So wie für die Jugendherberge. Das Projekt hat auch lange gewackelt, war kompliziert, es gab Streit mit Nachbarn, aber jetzt öffnet der moderne Bau ganz neue Sichtachsen auf die Stadt, bestimmt das Viertel und wertet es auf. „Diese Jugendherberge war mir enorm wichtig“, sagt der Oberbürgermeister. Der Deal – das Steigenberger-Hotel im Bürgerpark und dafür eine Jugendherberge am Geiershagen – ist aus Markurths Sicht ideal.
„Seinem“ Kindheitsrevier wurde Leben eingehaucht. Hier hat er noch jede Menge Pläne. Als „Wassermann“ liegen ihm beispielsweise neue Stege und eine Beschilderung für die Menschen, die hier mit dem Paddelboot auf der Oker entlangkommen, am Herzen. Denn Ortsfremde stehen an dieser Stelle sozusagen auf dem Trockenen. Auch ein Weg für die Spaziergänger am inneren Umflutgraben entlang ist so ein Traum des Oberbürgermeisters.

▸ **Deine Aufgaben**:
• 1. Übersetze den folgenden Satz aus dem Textauszug über die Jugendherberge ins Englische: „Denn Ortsfremde stehen an dieser Stelle sozusagen auf dem Trockenen.“
• 2. Setze den Textauszug über die Jugendherberge und die Pläne des Oberbürgermeisters im Anschluss an seinen letzten Satz fort.

▸ **Datensätze**:
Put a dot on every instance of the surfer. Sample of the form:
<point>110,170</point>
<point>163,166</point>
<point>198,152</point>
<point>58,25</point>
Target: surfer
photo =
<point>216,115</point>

▸ **Lösungen**:
• 1. Because people from out of town are, so to speak, left high and dry at this spot.

• 2.
„Durch die Jugendherberge werden jetzt junge Menschen hierher gelockt“, freut er sich, „denen sollten wir die Möglichkeit geben, sich hier in direkter Umgebung wohlzufühlen und Braunschweig zu erleben, zu Land und zu Wasser.“
„Das moderne Gesicht Eintrachts passt genau“.
Eintracht-Fan Ulrich Markurth spielt beim BSV – Die Entwicklung an der Hamburger Straße ist für den Oberbürgermeister enorm positiv
Braunschweig. „Mein kleiner Neffe hatte sich zur Einschulung von mir einen Fanschal gewünscht, aus der Stadt mit den grün-weißen Farben – wie heißt die noch gleich?“ – Ulrich Markurth muss laut lachen, als er die Geschichte erzählt. Die vom ungeliebten Hannover-96-Schal, den er verschenken sollte. Ausgerechnet er, Ulrich Markurth, der personifizierte Einträchtler.
„Ich bin bei jedem Spiel dabei“, sagt er und zeigt auf seinen relativ neuen Sitzplatz über dem Eingangstor neben der Haupttribüne. Bis vor Kurzem noch stand er in der Südkurve, jetzt sitzt er in Block 4RÜ. Mitten in seinem Guinness-Löwen-Fanclub. Eine Bruderschaft mit einer Präsidentin an der Spitze („gendermäßig in Ordnung“, sagt Markurth), dessen Ursprung mit der Braunschweiger Mumme zu tun haben soll („nicht belegt, aber ich glaube die Geschichte gern“).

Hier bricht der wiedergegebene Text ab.